• **Exercise requirements**: What follows is a set of records. Repeat every one of them exactly.

# # # #

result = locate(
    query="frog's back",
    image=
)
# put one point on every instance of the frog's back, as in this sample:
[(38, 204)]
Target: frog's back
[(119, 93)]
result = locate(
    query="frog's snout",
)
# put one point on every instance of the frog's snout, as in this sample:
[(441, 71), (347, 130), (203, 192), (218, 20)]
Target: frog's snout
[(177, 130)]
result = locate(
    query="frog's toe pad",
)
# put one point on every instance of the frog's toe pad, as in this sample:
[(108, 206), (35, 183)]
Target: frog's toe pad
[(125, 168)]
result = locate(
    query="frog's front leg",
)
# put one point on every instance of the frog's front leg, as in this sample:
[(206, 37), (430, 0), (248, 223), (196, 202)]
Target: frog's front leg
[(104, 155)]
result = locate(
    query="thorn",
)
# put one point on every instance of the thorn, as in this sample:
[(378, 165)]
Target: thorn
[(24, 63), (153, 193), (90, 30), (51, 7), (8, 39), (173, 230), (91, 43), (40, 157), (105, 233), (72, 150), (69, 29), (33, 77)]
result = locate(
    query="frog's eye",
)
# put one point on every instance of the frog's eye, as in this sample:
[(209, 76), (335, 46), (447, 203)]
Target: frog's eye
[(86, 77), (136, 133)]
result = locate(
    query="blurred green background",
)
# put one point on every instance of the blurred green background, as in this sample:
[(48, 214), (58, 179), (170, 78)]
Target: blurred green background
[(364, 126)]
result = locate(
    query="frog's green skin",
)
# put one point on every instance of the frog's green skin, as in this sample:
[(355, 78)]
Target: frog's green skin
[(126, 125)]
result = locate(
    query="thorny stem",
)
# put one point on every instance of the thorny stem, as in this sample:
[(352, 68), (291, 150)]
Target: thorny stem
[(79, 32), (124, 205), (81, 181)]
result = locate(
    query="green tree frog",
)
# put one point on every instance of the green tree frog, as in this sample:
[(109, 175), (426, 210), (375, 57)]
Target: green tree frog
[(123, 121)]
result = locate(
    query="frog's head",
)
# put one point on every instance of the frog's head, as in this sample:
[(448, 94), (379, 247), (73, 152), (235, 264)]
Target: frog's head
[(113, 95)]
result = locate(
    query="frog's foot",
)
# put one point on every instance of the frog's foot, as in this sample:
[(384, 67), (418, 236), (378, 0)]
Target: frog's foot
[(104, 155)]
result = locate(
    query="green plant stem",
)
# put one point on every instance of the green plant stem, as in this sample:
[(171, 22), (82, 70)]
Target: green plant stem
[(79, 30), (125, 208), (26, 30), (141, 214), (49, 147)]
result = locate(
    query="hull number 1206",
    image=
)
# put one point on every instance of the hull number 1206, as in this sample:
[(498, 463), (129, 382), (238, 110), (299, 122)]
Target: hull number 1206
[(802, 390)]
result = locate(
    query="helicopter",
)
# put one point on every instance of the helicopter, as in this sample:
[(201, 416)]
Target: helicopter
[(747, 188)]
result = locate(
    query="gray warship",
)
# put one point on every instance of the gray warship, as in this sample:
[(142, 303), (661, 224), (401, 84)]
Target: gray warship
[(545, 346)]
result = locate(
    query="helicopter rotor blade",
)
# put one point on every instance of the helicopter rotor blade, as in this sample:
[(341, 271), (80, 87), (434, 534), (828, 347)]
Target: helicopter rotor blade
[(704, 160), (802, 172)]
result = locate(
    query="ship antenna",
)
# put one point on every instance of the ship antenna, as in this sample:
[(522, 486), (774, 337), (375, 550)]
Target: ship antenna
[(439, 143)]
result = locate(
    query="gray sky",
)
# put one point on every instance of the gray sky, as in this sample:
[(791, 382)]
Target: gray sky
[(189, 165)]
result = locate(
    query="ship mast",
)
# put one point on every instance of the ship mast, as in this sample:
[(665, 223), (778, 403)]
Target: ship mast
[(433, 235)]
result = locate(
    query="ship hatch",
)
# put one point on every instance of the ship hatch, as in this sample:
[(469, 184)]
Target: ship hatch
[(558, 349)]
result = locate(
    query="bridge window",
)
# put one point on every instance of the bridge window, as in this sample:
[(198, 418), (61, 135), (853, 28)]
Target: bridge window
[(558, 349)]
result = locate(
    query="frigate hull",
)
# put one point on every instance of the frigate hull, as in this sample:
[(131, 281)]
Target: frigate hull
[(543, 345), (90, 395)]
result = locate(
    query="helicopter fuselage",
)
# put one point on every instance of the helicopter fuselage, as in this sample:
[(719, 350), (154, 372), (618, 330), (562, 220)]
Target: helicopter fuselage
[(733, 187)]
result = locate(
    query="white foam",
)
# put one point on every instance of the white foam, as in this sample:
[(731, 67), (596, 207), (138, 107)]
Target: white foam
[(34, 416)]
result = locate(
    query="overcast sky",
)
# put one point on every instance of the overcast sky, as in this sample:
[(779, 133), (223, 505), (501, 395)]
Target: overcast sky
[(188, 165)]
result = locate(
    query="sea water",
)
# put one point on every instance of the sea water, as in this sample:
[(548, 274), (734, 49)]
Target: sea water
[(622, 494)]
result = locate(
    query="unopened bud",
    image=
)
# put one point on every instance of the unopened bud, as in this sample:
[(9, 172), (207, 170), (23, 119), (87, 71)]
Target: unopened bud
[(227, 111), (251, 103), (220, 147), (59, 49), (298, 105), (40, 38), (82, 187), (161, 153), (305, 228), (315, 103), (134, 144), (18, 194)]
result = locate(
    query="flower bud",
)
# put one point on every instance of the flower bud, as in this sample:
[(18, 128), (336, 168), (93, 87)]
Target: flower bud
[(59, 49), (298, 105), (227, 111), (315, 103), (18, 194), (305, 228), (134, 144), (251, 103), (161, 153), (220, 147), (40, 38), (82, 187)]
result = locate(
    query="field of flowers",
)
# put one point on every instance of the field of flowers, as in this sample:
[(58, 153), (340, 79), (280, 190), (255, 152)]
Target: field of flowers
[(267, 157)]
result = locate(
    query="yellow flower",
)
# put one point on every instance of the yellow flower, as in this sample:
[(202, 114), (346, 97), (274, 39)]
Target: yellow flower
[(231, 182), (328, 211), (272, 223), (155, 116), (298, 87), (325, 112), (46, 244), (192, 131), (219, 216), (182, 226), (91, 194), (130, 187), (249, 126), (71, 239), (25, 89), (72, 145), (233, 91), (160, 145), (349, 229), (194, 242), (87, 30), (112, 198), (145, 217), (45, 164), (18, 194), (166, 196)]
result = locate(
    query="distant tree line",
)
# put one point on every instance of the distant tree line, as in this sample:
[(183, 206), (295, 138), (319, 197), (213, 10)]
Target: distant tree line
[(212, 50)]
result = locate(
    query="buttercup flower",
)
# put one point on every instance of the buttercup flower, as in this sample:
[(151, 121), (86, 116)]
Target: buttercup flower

# # # #

• **Exercise answer**:
result = locate(
    query="frog's back",
    image=
)
# put one point on every instance of the frog's back, as in this sample:
[(38, 204)]
Target: frog's back
[(119, 93)]
result = locate(
    query="frog's snout",
)
# put one point on every instance of the frog's snout, as in this sample:
[(441, 71), (347, 130), (203, 192), (218, 20)]
Target: frog's snout
[(177, 130)]
result = locate(
    query="frog's toe pad",
)
# put one point on every instance of the frog's toe pad, as in this sample:
[(108, 206), (35, 183)]
Target: frog's toe pad
[(125, 168)]
result = locate(
    query="frog's front leg",
)
# put one point on every instance of the frog's front leg, as in this sample:
[(206, 37), (430, 0), (248, 223), (196, 202)]
Target: frog's front leg
[(104, 155)]
result = locate(
    query="thorn",
)
# put one point on every instance of the thorn, as in this sample:
[(378, 165)]
Target: thorn
[(24, 63), (153, 193), (90, 30), (51, 7), (8, 39), (173, 230), (91, 43), (40, 157), (105, 233), (72, 150), (69, 29), (33, 77)]
result = locate(
    query="frog's eye",
)
# put one point on every instance of the frog's eye, as in this sample:
[(209, 76), (335, 46), (447, 203)]
Target: frog's eye
[(86, 77), (136, 133)]
result = locate(
    query="blurred green background",
)
# put one point on every instance of the blurred green background, as in this sample:
[(48, 214), (58, 179), (170, 78)]
Target: blurred green background
[(364, 126)]
result = locate(
    query="frog's green skin",
)
# put one point on every instance of the frog's green skin, as in this sample:
[(355, 78)]
Target: frog's green skin
[(126, 125)]
result = locate(
    query="thorny stem",
)
# put one point on every instance of the thorny stem, as in this sample:
[(352, 68), (291, 150)]
Target: thorny stem
[(79, 32), (124, 205), (81, 181)]
result = locate(
    query="green tree frog",
)
# put one point on every instance of the green tree frog, as in this sample:
[(109, 175), (426, 210), (375, 57)]
Target: green tree frog
[(123, 121)]
result = locate(
    query="frog's head",
)
# put one point on every instance of the frog's head, as in this sample:
[(448, 94), (379, 247), (73, 152), (235, 264)]
Target: frog's head
[(113, 95)]
result = locate(
    query="frog's foot",
)
# put one point on every instance of the frog's foot, as in this sample:
[(384, 67), (418, 236), (378, 0)]
Target: frog's foot
[(104, 155)]
result = locate(
    query="green plant stem",
)
# put one point on every instance of the green plant stem, as in this sample:
[(171, 22), (82, 70)]
Target: green plant stem
[(79, 30), (125, 208), (26, 30), (141, 214), (49, 147)]
result = locate(
    query="hull number 1206",
    image=
)
# put one point on every instance of the hull number 1206, as in this sample:
[(498, 463), (129, 382), (238, 110), (299, 122)]
Target: hull number 1206
[(802, 390)]
result = locate(
    query="helicopter",
)
# put one point on every instance of the helicopter, as in this sample:
[(201, 416)]
Target: helicopter
[(747, 188)]
result = locate(
    query="gray warship",
)
# put one point on every instance of the gray warship, as in this sample:
[(142, 303), (661, 224), (401, 84)]
Target: gray warship
[(545, 346)]
result = locate(
    query="helicopter rotor blade",
)
# put one point on every instance of the helicopter rotor blade, as in this sample:
[(341, 271), (80, 87), (434, 534), (828, 347)]
Target: helicopter rotor blade
[(704, 160), (802, 172)]
result = locate(
    query="ship antenna",
)
# put one point on every instance of the ship antenna, as in this sample:
[(522, 486), (774, 337), (375, 550)]
Target: ship antenna
[(439, 143)]
result = locate(
    query="gray sky",
)
# put one point on every instance of the gray sky, as in this sample:
[(791, 382)]
Target: gray sky
[(189, 165)]
result = locate(
    query="ship mast",
)
# put one point on every instance of the ship mast, as in this sample:
[(665, 223), (778, 403)]
Target: ship mast
[(433, 235)]
result = locate(
    query="ship hatch",
)
# put one point on every instance of the ship hatch, as in this sample:
[(469, 184)]
Target: ship hatch
[(558, 349)]
result = locate(
    query="bridge window",
)
# put one point on every instance of the bridge window, as in this sample:
[(198, 418), (61, 135), (853, 28)]
Target: bridge window
[(558, 349)]
result = locate(
    query="frigate hull",
)
# put one point on every instance of the frigate hull, as in this sample:
[(131, 281)]
Target: frigate hull
[(543, 345), (90, 395)]
result = locate(
    query="helicopter fuselage",
)
# put one point on every instance of the helicopter fuselage, as in this sample:
[(719, 350), (154, 372), (618, 330), (562, 220)]
Target: helicopter fuselage
[(733, 187)]
result = locate(
    query="white foam",
)
# put one point on every instance of the white foam, as in this sample:
[(731, 67), (596, 207), (138, 107)]
Target: white foam
[(34, 416)]
result = locate(
    query="overcast sky",
)
# put one point on every instance of the overcast sky, as in this sample:
[(779, 133), (223, 505), (501, 395)]
Target: overcast sky
[(188, 165)]
result = locate(
    query="sea water",
)
# put one point on every instance of the sea water, as in this sample:
[(548, 274), (734, 49)]
Target: sea water
[(622, 494)]
result = locate(
    query="unopened bud",
    image=
)
# put one point on every instance of the unopened bud, as in this sample:
[(9, 172), (207, 170), (23, 119), (87, 71)]
Target: unopened bud
[(227, 111), (251, 103), (220, 147), (59, 49), (298, 105), (40, 38), (82, 187), (161, 153), (305, 228), (315, 103), (134, 144), (18, 194)]
result = locate(
    query="flower bud",
)
# put one point on every instance of the flower bud, as in this sample:
[(18, 128), (336, 168), (93, 87)]
Target: flower bud
[(59, 49), (298, 105), (227, 111), (315, 103), (18, 194), (305, 228), (134, 144), (251, 103), (161, 153), (220, 147), (40, 38), (82, 187)]
result = locate(
    query="field of flowers",
)
# put one point on every instance of the field of flowers, as in this sample:
[(58, 153), (340, 79), (280, 190), (255, 152)]
Target: field of flowers
[(267, 157)]
result = locate(
    query="yellow flower",
)
# put one point on every instance of the yellow flower, as in this sample:
[(202, 114), (346, 97), (274, 39)]
Target: yellow flower
[(231, 182), (328, 211), (272, 223), (155, 116), (298, 87), (325, 112), (46, 244), (192, 131), (219, 216), (182, 226), (91, 194), (130, 187), (249, 126), (71, 239), (25, 89), (72, 145), (233, 91), (160, 145), (349, 229), (194, 242), (87, 30), (112, 198), (145, 217), (45, 164), (18, 194), (166, 196)]
result = locate(
    query="distant tree line",
)
# put one point on every instance of the distant tree line, as in this sample:
[(183, 206), (295, 138), (319, 197), (213, 10)]
Target: distant tree line
[(212, 50)]
result = locate(
    query="buttercup flower",
)
# put one point on every instance of the buttercup flower, as in this sample:
[(151, 121), (86, 116)]
Target: buttercup flower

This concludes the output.